Problem |
Where a line below holds the string "present", that line goes into the answer.

[Stored data]

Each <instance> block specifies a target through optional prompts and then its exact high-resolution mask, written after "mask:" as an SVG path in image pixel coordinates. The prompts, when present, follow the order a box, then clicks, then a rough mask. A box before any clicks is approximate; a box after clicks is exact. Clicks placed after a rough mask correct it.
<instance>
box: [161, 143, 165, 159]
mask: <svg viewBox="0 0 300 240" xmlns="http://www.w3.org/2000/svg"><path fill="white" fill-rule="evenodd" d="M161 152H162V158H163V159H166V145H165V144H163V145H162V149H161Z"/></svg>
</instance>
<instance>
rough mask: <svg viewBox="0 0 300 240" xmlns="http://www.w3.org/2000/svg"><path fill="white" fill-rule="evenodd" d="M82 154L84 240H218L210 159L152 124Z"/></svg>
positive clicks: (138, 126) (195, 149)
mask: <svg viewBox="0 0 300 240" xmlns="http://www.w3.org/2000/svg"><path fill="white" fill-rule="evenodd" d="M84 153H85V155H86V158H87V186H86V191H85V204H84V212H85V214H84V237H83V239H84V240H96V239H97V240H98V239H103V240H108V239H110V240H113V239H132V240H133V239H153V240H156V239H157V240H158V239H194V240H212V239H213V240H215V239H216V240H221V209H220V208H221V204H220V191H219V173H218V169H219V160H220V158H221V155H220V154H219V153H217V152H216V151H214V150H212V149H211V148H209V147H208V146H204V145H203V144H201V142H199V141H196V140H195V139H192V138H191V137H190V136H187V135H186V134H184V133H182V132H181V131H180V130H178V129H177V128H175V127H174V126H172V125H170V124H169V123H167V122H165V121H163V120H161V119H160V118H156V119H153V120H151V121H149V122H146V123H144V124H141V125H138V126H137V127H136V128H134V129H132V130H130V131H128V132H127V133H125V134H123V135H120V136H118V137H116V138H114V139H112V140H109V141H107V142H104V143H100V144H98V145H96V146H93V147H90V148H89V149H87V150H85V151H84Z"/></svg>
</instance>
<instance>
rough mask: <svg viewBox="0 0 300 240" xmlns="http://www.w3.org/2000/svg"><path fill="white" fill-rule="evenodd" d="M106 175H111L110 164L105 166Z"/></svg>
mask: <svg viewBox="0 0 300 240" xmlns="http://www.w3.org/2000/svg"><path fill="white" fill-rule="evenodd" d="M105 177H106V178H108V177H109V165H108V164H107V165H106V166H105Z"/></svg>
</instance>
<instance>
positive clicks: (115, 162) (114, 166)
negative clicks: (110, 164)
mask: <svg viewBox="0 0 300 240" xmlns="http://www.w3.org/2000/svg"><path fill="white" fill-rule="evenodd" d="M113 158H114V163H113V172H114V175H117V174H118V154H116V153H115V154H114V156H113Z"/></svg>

* * *

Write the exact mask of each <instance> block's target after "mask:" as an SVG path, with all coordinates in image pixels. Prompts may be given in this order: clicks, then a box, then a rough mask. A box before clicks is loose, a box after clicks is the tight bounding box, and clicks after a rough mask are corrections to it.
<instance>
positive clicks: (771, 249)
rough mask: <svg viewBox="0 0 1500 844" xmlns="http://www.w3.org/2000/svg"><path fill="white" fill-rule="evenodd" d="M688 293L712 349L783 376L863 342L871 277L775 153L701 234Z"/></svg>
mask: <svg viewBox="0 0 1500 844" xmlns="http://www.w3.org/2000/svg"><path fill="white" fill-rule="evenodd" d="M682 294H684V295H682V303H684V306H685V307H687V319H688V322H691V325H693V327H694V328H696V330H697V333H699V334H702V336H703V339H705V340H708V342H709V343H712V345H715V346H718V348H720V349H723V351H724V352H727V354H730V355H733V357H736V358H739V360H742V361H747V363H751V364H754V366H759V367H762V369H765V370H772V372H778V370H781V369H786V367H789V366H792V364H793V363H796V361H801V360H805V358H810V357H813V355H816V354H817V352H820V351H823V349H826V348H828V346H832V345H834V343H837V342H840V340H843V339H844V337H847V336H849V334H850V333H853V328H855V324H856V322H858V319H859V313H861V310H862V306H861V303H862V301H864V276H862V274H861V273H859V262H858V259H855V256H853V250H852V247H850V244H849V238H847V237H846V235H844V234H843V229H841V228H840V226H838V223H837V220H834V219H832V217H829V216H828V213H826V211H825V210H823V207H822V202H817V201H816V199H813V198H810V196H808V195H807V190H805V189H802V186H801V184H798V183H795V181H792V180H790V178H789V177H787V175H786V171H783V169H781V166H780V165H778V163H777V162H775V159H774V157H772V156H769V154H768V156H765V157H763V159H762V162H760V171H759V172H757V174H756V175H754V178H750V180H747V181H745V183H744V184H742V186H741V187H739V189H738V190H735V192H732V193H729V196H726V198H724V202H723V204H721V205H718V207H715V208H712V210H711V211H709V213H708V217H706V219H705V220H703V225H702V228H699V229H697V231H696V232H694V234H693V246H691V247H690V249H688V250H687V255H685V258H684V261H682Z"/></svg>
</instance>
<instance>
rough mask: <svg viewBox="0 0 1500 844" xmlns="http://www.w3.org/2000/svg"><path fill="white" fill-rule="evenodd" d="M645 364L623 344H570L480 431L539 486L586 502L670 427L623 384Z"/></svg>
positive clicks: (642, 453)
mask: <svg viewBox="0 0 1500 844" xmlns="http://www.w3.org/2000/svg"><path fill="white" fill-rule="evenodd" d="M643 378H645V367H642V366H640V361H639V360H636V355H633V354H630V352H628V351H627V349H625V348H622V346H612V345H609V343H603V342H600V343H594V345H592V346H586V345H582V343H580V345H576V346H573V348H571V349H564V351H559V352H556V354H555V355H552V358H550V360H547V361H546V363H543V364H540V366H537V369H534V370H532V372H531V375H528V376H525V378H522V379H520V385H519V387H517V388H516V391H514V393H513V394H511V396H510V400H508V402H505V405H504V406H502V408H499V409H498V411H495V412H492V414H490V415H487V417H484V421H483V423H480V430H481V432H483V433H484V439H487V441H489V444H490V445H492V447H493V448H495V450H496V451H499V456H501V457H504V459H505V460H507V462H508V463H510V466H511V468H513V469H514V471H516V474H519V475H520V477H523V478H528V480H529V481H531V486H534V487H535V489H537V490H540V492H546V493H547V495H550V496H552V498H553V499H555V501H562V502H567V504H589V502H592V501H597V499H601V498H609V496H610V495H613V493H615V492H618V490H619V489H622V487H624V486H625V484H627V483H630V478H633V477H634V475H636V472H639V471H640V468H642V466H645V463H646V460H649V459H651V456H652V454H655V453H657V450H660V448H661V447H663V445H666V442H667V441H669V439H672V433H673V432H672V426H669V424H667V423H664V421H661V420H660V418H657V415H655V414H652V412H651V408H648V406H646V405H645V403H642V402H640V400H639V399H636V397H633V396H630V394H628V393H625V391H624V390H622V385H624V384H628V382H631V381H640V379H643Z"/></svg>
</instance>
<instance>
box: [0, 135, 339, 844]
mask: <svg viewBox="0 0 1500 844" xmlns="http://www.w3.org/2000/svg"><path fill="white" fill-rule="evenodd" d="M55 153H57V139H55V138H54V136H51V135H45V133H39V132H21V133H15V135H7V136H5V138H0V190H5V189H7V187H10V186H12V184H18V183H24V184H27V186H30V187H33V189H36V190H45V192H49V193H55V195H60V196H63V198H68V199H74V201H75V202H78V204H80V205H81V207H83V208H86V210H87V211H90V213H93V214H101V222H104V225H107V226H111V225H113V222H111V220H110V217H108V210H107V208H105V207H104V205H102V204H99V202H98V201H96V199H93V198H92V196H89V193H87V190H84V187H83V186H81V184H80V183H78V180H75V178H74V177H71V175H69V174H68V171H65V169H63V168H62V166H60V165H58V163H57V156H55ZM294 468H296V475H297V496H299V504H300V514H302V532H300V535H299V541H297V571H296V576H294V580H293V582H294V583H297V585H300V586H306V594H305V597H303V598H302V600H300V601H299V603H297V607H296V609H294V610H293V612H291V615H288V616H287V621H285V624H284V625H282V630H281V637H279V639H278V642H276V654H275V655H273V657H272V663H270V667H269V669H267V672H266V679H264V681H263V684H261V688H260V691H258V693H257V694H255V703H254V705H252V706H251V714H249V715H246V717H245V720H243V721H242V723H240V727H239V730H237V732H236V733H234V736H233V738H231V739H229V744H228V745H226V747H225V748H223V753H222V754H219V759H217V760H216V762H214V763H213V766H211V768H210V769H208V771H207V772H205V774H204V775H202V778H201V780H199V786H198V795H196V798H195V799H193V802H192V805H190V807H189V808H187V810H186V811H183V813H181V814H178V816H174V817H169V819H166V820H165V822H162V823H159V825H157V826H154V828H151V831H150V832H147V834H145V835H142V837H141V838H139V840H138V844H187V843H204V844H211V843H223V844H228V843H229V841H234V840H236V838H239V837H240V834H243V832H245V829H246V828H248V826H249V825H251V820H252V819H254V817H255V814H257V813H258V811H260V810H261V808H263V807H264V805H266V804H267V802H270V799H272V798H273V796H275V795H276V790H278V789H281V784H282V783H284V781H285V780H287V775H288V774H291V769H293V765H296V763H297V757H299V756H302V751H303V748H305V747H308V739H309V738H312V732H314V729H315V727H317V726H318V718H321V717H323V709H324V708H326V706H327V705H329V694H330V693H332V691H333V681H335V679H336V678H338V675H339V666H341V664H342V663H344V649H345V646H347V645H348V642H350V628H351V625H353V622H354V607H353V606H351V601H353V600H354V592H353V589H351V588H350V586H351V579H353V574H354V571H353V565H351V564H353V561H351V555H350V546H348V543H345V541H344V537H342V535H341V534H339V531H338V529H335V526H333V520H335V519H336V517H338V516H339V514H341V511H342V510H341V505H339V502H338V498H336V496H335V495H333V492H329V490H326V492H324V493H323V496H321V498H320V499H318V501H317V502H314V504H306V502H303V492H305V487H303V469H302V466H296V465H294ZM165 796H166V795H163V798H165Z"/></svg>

--

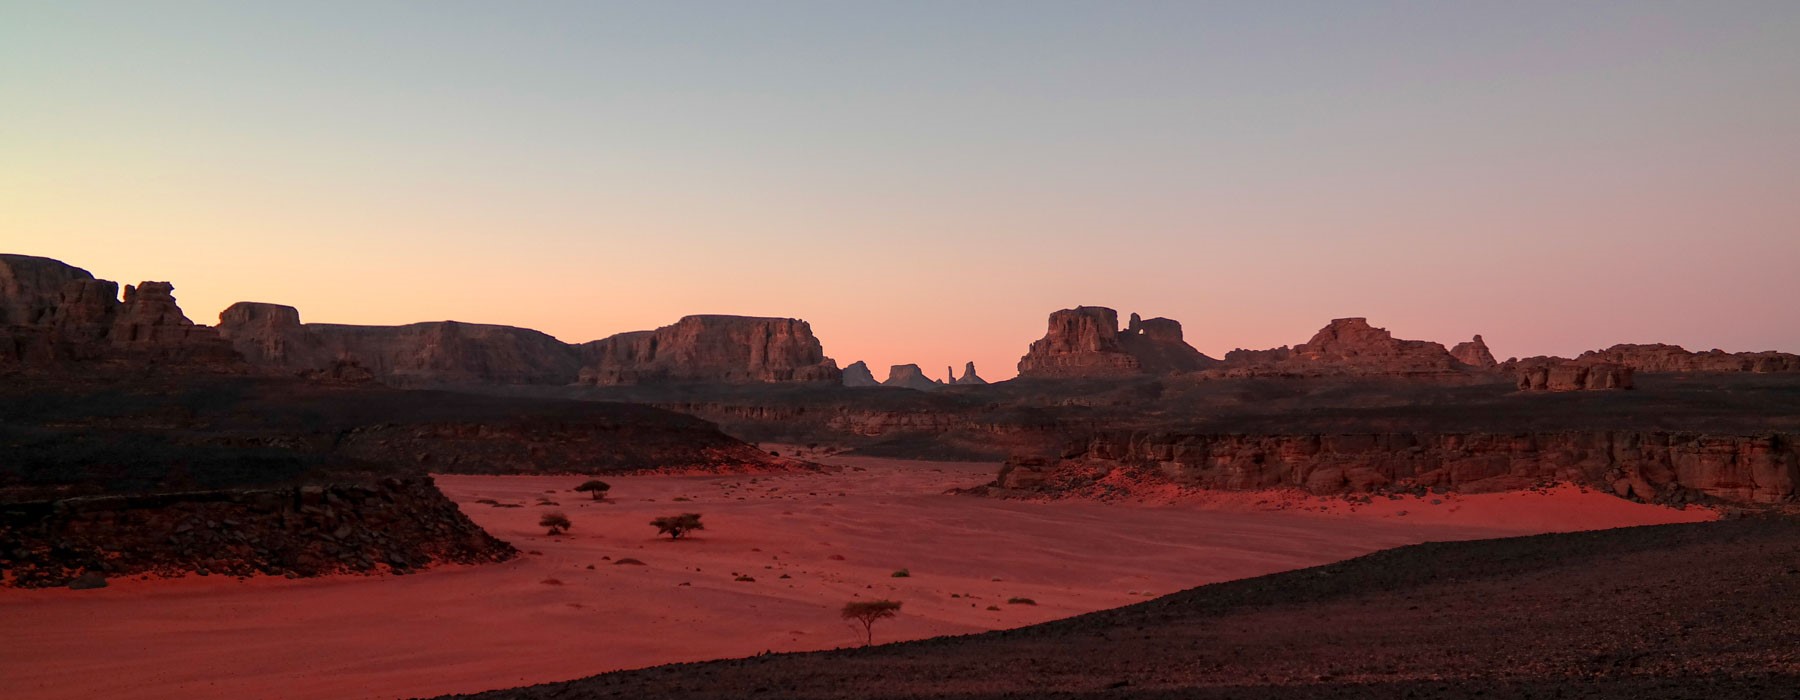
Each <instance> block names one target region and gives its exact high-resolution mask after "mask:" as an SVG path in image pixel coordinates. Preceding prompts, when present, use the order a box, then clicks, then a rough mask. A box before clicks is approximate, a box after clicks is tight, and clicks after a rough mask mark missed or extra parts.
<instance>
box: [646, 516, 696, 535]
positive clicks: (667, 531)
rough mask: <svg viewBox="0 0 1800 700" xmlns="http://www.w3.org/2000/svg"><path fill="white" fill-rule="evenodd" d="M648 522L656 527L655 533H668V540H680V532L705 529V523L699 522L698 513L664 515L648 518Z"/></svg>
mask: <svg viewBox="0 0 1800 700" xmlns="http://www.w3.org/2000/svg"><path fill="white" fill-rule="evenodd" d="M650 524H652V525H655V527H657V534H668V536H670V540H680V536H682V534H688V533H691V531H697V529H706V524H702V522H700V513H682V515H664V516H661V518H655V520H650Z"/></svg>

Solution below |
Each <instance> block specifies a target through optional prompts and then its exact high-resolution mask, written after "mask:" as an SVG path in image pixel coordinates. The prompts, when present, follow the order a box, then clicks, then a rough mask. A box before any clicks is approximate; a box after clicks is exact. Clicks placed after a rough mask correct it.
Each <instance> block names one target region and gives its exact high-resolution mask after "mask:" as an SVG path in image pixel coordinates. Preceding prompts, when present, use the order a box, then clicks, then a rough mask. A box before clicks is approximate, a box after clicks is tight, and clicks after a rough mask mark missed or extra parts.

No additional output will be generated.